PASSAGE PROVIDED:
== Segment start ==

|Cato Policy Analysis No. 210||June 13, 1994|
by Tom Miller
Tom Miller is the senior policy analyst for the Competitive Enterprise Institute and director of its Economic Policy and Regulatory Reform program.
The Consumer Choice Health Security Act, of which Sen. Don Nickles (R-Okla.) and Rep. Cliff Stearns (R-Fla.) are primary sponsors, is one of the leading proposals for health care reform. Unfortunately, it sets contradictory objectives: universal coverage and increased consumer choice, individual responsibility, and competition in health insurance markets. Absent a major overhaul, it will neither ensure that health care markets remain private and voluntary nor make them more competitive, efficient, and responsive to consumers' wishes.
The primary virtue of Nickles-Stearns is that it avoids the worst features of the Clinton administration's proposed Health Security Act. Nickles-Stearns would make health insurance more portable, avoid structural disruptions in coverage, and encourage individuals to choose health insurance in a more cost-conscious manner.

== Segment end ==

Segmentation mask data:
== Segment start ==

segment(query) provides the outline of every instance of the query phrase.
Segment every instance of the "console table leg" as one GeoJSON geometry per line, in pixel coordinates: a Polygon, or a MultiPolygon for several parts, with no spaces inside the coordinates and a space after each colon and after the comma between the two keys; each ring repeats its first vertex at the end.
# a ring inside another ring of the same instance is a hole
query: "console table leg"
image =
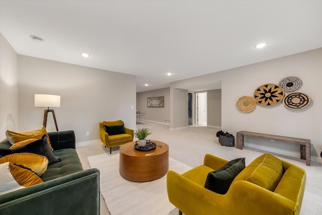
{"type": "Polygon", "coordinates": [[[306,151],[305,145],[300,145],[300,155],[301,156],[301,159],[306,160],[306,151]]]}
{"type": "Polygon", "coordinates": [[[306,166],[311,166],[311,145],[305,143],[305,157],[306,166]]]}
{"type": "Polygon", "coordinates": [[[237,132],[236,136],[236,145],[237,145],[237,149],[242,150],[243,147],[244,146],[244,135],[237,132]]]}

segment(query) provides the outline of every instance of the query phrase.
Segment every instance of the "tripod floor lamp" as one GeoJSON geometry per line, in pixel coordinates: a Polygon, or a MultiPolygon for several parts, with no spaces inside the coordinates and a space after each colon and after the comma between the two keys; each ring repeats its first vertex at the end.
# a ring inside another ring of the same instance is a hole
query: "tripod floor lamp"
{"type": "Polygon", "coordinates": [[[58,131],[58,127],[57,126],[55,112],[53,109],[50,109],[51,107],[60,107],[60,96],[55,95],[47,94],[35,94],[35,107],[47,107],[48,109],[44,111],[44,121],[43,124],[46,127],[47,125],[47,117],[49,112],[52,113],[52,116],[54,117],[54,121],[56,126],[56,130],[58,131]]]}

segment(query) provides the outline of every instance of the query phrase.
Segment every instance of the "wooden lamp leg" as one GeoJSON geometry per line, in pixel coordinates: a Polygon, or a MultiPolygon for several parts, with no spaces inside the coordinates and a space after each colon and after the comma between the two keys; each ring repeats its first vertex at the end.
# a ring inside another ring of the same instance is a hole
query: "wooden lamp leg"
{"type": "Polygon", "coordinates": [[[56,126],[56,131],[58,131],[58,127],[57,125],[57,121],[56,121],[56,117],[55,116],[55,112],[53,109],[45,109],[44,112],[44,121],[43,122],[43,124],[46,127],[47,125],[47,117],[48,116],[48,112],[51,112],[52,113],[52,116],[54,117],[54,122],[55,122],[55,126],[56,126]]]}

== Segment end ==
== Segment start ==

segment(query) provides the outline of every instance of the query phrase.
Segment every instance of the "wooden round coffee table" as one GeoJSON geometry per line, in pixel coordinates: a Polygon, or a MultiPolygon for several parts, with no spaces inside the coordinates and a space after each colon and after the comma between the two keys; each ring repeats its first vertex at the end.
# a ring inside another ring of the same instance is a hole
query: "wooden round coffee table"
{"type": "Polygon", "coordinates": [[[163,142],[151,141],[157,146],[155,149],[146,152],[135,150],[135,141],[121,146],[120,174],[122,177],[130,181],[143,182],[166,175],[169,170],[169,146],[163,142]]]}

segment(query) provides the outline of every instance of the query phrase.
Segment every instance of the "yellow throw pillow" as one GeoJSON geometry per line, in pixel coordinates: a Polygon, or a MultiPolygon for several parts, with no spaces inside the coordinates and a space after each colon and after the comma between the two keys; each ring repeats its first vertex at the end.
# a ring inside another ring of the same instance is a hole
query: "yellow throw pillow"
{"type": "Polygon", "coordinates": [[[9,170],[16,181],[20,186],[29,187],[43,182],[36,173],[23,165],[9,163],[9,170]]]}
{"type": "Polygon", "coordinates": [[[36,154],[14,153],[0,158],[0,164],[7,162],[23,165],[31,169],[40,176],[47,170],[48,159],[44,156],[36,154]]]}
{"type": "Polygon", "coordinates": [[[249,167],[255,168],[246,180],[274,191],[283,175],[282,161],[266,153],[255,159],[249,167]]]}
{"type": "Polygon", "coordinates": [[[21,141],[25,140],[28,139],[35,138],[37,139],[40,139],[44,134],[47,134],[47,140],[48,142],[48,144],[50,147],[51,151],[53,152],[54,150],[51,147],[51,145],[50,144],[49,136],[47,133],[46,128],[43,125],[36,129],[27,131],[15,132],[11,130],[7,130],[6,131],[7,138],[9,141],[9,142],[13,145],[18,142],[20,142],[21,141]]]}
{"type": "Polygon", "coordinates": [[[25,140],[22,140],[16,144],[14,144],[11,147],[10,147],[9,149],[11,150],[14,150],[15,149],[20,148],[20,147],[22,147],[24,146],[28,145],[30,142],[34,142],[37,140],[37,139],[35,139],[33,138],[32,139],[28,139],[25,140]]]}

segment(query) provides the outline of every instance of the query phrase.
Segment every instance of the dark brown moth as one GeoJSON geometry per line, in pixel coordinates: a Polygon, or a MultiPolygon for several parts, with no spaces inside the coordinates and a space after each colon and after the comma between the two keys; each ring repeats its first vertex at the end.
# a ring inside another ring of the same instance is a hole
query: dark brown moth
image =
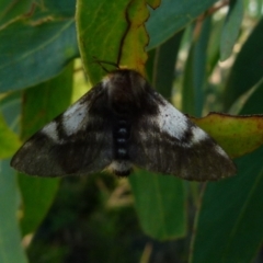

== Segment end ==

ASSIGNMENT:
Continue the policy analysis of the Nickles-Stearns health care bill, starting after its last sentence.

ANSWER SECTION:
However, the legislation (as introduced last November) contains a number of serious flaws. It endorses the concept of compulsory universal insurance coverage and imposes a standardized "minimum" package of health insurance benefits. Its cost-sharing requirements would undercut the appeal of Medical Savings Accounts. Its efforts to eliminate risk selection in insurance markets are both futile and counter-productive. It provides inadequate incentives for restraining health care costs and hampers the use of more effective devices to do so.
By failing to provide a clear alternative based on market principles, Nickles-Stearns blurs opposition to Clinton-style health care legislation. By focusing the political debate on the wrong issues, it opens the door to extensive political interference in private health care decisions.